▸ **Work required**
Continue the article on dietary fiber below, starting after its last sentence.

▸ **Extracted text**
_____
In today’s article we will look at the different types of fibre, where you can get them from and why some people can’t handle fibre and should avoid it all together. 
Eat more fibre! You’ve probably heard it before. Most people in the western world consume around 8–10g of fibre a day – if they are lucky. Unfortunately recent studies have stated that we should be aiming to eat between 20-35 grams a day!  
Dietary fibre is mainly found in fruits, vegetables, whole grains and legumes — and is probably best known for its ability to prevent or relieve constipation. But foods containing fibre can provide other health benefits as well, such as: 
Reducing the risk of heart disease and type 2 diabetes 
Lowering the risk of several forms of cancer 
Improving cholesterol and blood pressure 
Helping regulate your digestion by hydrating and moving waste through the intestines 
Helping control pH levels in the intestines 
Helping prevent and relieve constipation by keeping bowel movements regular 
And helping you feel fuller for longer 
Dietary fibre includes all parts of plant foods that your body can’t digest or absorb. However, unlike fats, proteins or carbohydrates (which your body breaks down and absorbs) fibre isn’t digested by your body but instead it passes relatively intact through your stomach and small intestine. Once it reaches the large intestine and colon it acts as a fertilizer to the bacterial inhabitants and allows them to feed and flourish before it is ultimately excreted out your body along with any other unwanted waste that the bacteria can’t use.
_____
▸ **Study material**
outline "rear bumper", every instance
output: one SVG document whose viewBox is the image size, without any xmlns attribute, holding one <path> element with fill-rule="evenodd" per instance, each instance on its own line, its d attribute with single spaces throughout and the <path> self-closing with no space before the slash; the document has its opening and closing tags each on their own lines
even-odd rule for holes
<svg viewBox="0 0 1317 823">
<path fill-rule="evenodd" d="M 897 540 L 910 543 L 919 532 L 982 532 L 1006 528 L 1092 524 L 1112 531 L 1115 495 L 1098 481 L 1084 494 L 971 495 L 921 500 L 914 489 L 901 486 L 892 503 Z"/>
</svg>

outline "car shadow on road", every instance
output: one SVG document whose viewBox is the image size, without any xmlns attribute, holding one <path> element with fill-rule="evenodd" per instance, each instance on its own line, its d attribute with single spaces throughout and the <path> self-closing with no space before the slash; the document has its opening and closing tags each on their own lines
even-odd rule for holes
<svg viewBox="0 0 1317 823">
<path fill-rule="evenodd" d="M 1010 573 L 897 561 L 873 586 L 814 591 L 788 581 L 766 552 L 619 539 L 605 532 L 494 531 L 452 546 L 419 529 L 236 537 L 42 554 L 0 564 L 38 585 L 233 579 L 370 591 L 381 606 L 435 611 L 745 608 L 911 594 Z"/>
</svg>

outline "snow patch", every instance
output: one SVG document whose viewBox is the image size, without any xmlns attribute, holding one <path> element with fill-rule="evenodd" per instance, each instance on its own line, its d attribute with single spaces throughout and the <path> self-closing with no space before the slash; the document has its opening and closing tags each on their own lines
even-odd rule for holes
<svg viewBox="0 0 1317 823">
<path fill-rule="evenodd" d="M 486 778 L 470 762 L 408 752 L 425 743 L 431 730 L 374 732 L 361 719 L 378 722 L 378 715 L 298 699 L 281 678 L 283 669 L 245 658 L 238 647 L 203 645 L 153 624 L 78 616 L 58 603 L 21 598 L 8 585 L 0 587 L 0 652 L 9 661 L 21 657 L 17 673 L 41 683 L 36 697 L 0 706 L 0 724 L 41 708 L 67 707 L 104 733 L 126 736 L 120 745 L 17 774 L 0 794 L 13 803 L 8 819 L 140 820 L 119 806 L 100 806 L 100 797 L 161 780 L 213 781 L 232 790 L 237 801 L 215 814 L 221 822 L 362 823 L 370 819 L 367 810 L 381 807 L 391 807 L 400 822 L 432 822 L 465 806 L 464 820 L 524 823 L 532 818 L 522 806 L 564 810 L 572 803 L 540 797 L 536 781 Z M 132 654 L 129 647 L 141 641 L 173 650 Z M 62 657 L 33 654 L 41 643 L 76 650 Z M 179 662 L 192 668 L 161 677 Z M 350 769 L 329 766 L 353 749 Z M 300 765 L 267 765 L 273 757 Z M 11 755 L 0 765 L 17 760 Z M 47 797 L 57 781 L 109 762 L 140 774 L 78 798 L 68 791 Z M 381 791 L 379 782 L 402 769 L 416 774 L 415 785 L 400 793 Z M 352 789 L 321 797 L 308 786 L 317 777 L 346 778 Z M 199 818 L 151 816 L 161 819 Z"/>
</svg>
_____
▸ **Exercise output**
Many whole foods, especially fruits and vegetables, naturally contain both soluble and insoluble fibre (it doesn’t dissolve), but what’s the difference? 
Soluble fibre.  
This type of fibre dissolves in water to form a gel-like material. It can help lower blood cholesterol and glucose levels along with helping to slow down your digestion. This helps you to feel full longer and is one reason why fibre may help with weight control. Soluble fibre is found in oats, peas, beans, apples, citrus fruits, carrots, barley and phylum. 
Insoluble fibre.  
This is found in foods like dark green leafy vegetables, green beans, celery, and nuts, does not dissolve at all and helps add bulk to your stools. This helps food to move through your digestive tract more quickly for healthy elimination. Insoluble fibre is actually what makes up most prebiotics which is what feeds the bacteria in your gut (both good and bad). I talked a lot about this during the series I wrote about the gut and digestive issues. 
So why is it then that some people (including myself at one point) can’t actually handle fibre if it’s so beneficial to health?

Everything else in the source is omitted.